Task input:

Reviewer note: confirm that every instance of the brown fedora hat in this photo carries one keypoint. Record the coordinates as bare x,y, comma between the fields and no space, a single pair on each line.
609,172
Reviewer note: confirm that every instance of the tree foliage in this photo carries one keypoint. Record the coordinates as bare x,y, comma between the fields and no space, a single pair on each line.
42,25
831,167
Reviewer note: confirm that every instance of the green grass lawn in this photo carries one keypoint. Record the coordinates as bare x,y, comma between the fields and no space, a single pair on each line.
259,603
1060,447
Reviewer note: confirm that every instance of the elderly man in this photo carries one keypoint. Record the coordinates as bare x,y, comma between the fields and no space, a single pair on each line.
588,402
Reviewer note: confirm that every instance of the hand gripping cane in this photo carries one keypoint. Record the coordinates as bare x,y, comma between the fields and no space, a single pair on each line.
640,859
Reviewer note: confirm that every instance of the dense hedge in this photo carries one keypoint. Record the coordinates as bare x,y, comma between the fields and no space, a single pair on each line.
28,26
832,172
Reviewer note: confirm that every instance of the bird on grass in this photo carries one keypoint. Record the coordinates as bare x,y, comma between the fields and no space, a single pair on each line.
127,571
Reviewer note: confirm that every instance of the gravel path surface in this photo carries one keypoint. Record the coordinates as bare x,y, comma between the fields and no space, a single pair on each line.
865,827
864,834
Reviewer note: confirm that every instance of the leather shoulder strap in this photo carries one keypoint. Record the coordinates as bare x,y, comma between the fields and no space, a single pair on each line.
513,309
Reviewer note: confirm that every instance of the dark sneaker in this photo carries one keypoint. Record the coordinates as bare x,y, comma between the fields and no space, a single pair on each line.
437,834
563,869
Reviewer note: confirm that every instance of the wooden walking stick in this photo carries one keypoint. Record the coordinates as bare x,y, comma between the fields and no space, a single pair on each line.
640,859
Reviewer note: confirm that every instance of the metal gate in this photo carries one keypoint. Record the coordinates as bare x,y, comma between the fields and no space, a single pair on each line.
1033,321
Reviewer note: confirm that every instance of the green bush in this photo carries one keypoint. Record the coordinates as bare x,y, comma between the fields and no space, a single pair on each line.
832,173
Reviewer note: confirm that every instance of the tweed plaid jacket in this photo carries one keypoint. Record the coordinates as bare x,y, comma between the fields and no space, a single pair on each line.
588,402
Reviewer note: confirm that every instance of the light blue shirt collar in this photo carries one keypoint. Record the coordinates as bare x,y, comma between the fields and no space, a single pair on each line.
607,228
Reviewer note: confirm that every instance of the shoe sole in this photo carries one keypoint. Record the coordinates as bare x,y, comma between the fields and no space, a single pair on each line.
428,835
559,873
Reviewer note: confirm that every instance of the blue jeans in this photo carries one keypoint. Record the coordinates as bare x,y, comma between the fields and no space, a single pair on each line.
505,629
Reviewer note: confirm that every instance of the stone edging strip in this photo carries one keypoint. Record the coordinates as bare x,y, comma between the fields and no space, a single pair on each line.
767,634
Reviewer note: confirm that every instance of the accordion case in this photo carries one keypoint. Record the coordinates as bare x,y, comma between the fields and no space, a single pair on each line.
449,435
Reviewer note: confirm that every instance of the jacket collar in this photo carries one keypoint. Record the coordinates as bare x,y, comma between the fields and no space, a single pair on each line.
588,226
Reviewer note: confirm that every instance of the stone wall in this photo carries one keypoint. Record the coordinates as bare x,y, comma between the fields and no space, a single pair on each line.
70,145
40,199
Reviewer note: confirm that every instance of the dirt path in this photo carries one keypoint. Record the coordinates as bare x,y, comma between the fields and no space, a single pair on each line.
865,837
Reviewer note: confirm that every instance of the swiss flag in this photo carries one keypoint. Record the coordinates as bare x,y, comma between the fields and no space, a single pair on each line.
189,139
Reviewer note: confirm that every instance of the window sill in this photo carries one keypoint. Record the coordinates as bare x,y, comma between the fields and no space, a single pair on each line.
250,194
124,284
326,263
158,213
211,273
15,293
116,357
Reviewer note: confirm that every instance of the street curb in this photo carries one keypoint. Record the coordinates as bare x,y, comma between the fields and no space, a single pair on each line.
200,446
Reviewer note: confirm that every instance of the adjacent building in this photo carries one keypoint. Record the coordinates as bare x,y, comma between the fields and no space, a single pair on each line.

Aim of the task:
Copy out the data exactly, keeping each line whole.

Solution for this problem:
Reviewer note: confirm that every instance of the brown fedora hat in this photo carries one keypoint. Record the coordinates as bare x,y, comma between the fields and no space, a single pair on each line.
609,172
Reviewer note: confirm that every instance of the tree foliage in this photo carries one keypoint. Record the coordinates as bare x,y, comma between the fields and no space, a single pair on each line.
42,25
831,167
Reviewer note: confirm that every instance of the green grass lawn in this photo carries one keypoint. Record the coordinates as bare x,y, comma between the fields and no space, a single pair on each line.
259,603
1060,447
Reviewer note: confirm that every instance of the elderly man in this photo carries one keypoint. Record the coordinates as bare x,y, comma between the fields and no space, a single pair on each line.
588,402
Reviewer note: confirm that every instance of the hand gripping cane in this photo carries one keypoint. Record the coordinates as bare x,y, comma between the fields and no space, a single pair on each line.
640,859
Reviewer note: confirm that every instance of the dense hedge in this photo carries one keypoint. Record the coordinates as bare x,y, comma between the fields and no space, a single pair on each line.
28,26
832,172
Reviewer note: confirm that every instance of the bird on grass in this photo carries one keypoint. Record the coordinates as bare x,y, comma between the fields and no space, a single pair on each line.
127,571
Reviewer note: confirm that every instance of the gravel path surface in this photo carries one keypoint. Record the coordinates as bare x,y, comma between the fields and no space, a single pair on each line.
865,827
864,834
Reviewer note: confirm that every instance of the leather shoulder strap in this photo carries one keypoint. Record the coordinates as bare x,y, comma between the fields and no space, a single pair on each line.
513,309
Reviewer note: confirm that every instance of the dark sneaker in this photo carries one keypoint. Record the coordinates as bare x,y, comma between the fields and no space, a single pair on each line.
437,834
563,869
Reviewer note: confirm that every instance of the wooden walking stick in this photo carries one keypoint. Record the coordinates as bare x,y, comma between the fields and no space, a single pair on each line.
640,859
Reviewer note: confirm that every instance of the metal gate in this photo carries one keypoint. Record the coordinates as bare x,y, comma between the fields and no space, a single pair on each line.
1033,321
Reviewer note: confirm that every instance of the green bush in this photo carries one keypoint. Record the coordinates as bare x,y, comma between the fields and no space, a single pair on each line.
832,173
Reviewer note: confirm that every instance of the tweed plaid jacket in this photo carries one keypoint. Record the coordinates as bare x,y, comma between the fields and no space, a single pair on each line.
588,402
Reviewer note: confirm that every instance of the light blue shirt collar in this photo carries one keypoint. Record the coordinates as bare x,y, comma between the fields and no space, a single pair on each line.
607,228
Reviewer note: confirm that every instance of the shoe sole in this photo carries one keypoint. Record the coordinates as bare x,y, comma between the fields and no space, a single pair on each line.
428,835
559,873
Reviewer note: confirm that every instance of the blue jeans in this photo carries one keypoint. Record the coordinates as bare x,y, comma between the fields and no space, a single pair on each line.
505,629
Reviewer note: confirm that every instance of the stone edging strip in this photo carries one keypoint. Record the coordinates as bare x,y, comma between the fields and no space, a single pair on each line.
767,634
Reviewer note: confirm that every instance of the accordion case in this photo carries one keypoint. Record the coordinates as bare x,y, comma between the fields and no space, a single pair on each line.
449,435
Reviewer note: confirm that every instance of the jacket collar in this photo carries one keypoint. Record the coordinates as bare x,y, comma between the fields and no space, a single pair on each line.
588,226
Reviewer note: confirm that every instance of the stone wall in this photo carries one keypoint. Record the coordinates as bare x,y, comma between the fields and no space, a single pair on each line.
70,145
40,199
Reviewer note: confirm that every instance of the dirt path in this photo carries one keypoint. Record the coordinates as bare x,y, comma between the fields and no space, a single pair on each line.
865,837
Reviewer note: confirm that every instance of the swiss flag in this photo carries one keypoint. Record the coordinates as bare x,y, comma between the fields and no space, a single pair on each line.
189,139
Reviewer note: confirm that every instance of the window sill in this photo carries one keypoint. Record the coordinates as bare x,y, comma between the fields and no space, a single pair on each line.
250,194
124,284
326,263
158,213
211,273
15,293
116,357
Reviewer note: confirm that every instance of the street curb in this photo carries one keypoint. Record the coordinates as bare x,y, comma between the fields and no space, a single pair on each line.
200,446
Reviewer note: confirm that every instance of the adjacent building in this photo carries one keypoint. Record the coordinates as bare x,y, comma between the fields and no space, a single pair on each line.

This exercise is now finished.